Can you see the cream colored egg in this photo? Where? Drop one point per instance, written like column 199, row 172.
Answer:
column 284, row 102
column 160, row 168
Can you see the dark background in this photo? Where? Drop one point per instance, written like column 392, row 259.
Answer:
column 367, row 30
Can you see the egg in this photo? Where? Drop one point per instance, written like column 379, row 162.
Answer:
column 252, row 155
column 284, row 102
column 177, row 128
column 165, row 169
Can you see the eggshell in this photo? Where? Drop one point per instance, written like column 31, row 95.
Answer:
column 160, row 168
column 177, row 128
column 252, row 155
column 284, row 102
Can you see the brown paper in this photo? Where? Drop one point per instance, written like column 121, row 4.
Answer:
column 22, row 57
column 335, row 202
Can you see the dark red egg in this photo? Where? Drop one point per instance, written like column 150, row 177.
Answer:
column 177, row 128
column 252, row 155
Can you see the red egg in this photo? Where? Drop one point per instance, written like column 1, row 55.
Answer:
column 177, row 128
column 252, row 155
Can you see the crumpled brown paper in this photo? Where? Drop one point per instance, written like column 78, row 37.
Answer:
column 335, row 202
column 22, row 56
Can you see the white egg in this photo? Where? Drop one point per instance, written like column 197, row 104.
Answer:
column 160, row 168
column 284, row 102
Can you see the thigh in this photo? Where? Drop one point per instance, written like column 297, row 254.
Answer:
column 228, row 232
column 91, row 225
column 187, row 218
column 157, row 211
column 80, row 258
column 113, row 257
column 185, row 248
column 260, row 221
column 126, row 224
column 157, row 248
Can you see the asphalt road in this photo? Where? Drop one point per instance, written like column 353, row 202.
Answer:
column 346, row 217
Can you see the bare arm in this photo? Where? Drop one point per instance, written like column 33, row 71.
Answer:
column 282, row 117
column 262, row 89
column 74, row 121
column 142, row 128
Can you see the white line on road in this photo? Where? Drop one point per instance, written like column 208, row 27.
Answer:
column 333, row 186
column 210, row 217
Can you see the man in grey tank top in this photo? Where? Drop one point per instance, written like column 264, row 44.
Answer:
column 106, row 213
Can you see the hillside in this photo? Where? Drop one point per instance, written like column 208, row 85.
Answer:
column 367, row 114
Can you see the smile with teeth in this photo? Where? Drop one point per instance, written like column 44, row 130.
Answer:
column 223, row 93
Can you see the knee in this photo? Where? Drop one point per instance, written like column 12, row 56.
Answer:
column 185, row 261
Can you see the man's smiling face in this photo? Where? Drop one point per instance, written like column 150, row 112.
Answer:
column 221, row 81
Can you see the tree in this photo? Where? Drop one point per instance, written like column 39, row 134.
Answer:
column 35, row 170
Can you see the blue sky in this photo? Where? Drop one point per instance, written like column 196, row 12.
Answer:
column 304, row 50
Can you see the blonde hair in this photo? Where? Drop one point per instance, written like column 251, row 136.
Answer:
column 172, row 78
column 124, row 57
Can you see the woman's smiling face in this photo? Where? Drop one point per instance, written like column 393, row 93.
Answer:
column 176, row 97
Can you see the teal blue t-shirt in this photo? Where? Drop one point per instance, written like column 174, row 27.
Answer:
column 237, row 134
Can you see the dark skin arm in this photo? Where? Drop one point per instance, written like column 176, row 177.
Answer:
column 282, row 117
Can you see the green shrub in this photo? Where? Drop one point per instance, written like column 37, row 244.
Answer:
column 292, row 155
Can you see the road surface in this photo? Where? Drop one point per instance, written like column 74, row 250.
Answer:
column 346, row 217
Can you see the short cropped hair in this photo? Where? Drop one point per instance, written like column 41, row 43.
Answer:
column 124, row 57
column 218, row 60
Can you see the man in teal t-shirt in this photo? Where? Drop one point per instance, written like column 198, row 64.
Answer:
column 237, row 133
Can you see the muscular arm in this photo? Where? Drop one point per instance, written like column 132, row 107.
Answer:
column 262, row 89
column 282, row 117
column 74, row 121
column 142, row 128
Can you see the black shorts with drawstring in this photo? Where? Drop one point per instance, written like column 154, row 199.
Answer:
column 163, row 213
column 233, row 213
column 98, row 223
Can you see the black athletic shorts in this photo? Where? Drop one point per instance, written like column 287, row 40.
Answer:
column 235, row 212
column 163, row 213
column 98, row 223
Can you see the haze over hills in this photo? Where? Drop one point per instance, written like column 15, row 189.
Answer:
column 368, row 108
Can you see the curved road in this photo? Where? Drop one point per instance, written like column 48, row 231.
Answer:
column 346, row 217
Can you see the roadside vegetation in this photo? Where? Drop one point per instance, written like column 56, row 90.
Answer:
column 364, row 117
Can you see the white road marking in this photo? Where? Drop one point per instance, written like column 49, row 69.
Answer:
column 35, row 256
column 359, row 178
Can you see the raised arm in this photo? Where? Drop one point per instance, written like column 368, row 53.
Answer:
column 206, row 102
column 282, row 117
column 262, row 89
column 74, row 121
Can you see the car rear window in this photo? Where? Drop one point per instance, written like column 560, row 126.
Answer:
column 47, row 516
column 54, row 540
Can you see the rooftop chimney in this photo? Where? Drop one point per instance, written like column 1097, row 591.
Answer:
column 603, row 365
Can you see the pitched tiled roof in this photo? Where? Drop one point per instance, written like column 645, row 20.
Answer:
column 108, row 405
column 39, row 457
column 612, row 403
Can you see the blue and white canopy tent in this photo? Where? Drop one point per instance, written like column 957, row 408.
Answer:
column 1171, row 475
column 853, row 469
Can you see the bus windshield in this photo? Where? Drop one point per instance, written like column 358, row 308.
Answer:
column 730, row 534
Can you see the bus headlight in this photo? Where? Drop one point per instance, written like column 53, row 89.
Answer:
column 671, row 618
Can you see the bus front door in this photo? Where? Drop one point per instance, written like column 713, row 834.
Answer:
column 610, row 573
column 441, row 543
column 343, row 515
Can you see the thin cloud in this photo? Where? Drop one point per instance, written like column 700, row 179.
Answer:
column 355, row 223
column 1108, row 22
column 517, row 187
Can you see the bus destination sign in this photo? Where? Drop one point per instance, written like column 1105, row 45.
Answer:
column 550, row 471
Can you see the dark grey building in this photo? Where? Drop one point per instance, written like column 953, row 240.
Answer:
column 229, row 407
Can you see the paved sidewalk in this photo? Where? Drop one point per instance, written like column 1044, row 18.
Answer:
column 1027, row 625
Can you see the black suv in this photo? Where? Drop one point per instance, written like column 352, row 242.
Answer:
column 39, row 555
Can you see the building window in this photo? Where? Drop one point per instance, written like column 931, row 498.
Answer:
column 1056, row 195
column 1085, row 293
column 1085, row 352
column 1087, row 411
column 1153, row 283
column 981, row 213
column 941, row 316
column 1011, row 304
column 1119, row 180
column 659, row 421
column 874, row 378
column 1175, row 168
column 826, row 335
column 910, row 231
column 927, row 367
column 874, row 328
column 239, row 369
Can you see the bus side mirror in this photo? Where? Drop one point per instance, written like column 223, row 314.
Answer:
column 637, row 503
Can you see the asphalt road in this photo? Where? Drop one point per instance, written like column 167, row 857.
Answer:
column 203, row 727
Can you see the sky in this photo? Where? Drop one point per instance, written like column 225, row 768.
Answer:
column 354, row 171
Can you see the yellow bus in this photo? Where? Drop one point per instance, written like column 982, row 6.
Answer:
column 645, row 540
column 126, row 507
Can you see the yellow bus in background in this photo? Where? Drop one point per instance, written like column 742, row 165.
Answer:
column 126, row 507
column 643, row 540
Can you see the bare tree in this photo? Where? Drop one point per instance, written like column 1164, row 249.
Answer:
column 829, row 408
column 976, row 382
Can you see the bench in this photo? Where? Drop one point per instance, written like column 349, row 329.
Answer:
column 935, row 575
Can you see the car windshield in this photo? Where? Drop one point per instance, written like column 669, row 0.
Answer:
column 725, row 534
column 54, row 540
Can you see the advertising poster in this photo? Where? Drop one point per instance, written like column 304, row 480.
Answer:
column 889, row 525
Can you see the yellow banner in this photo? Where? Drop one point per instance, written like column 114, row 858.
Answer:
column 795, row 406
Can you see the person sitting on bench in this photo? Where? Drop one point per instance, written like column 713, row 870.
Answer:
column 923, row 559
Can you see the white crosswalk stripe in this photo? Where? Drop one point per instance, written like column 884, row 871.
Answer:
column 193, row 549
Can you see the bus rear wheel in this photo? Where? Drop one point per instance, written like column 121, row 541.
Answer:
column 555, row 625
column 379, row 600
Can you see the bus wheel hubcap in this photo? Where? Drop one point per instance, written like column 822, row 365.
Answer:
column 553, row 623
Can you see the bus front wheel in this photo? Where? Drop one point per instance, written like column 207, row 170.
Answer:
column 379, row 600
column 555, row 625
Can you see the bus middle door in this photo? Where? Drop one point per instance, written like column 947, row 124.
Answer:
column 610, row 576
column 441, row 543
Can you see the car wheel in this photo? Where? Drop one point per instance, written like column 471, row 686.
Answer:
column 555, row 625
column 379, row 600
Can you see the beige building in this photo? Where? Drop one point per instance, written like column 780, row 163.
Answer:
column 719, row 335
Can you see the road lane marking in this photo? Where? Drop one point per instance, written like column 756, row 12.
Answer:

• Work instructions:
Copy out exactly the lines between the line with "Can you see the person" and the last line of the entries, counting both of those lines.

• Expected answer:
Can you see the person sitting on bench in this photo? Where? Drop one point per instance, written like column 713, row 870.
Answer:
column 923, row 559
Can you see the white crosswalk stripe in this photo? Where? Drop one point per instance, written like column 884, row 871.
Answer:
column 193, row 549
Can you see the bus rear wheel in this photo? Where? Drop one point per instance, written like column 121, row 541.
Answer:
column 555, row 625
column 379, row 600
Can you see the bus wheel hubcap in this photo? Where? Drop one point per instance, written like column 822, row 365.
Answer:
column 553, row 623
Can you see the bus front wheel in this photo? Where? Drop one point per instance, written like column 207, row 170.
Answer:
column 379, row 600
column 555, row 625
Can you see the bus middle door in this photo? Where? Drop one point per instance, written like column 947, row 124.
Answer:
column 610, row 576
column 441, row 543
Can you see the car wheel in this photo? Where? Drop one point per instance, written like column 471, row 686.
Answer:
column 555, row 625
column 379, row 600
Can you see the beige building in this photo? Where? Drop one point per instance, written like column 780, row 163.
Answer:
column 719, row 335
Can you see the road lane marking in this photo? Where? Drop one point per instance, written like column 756, row 12.
Answer:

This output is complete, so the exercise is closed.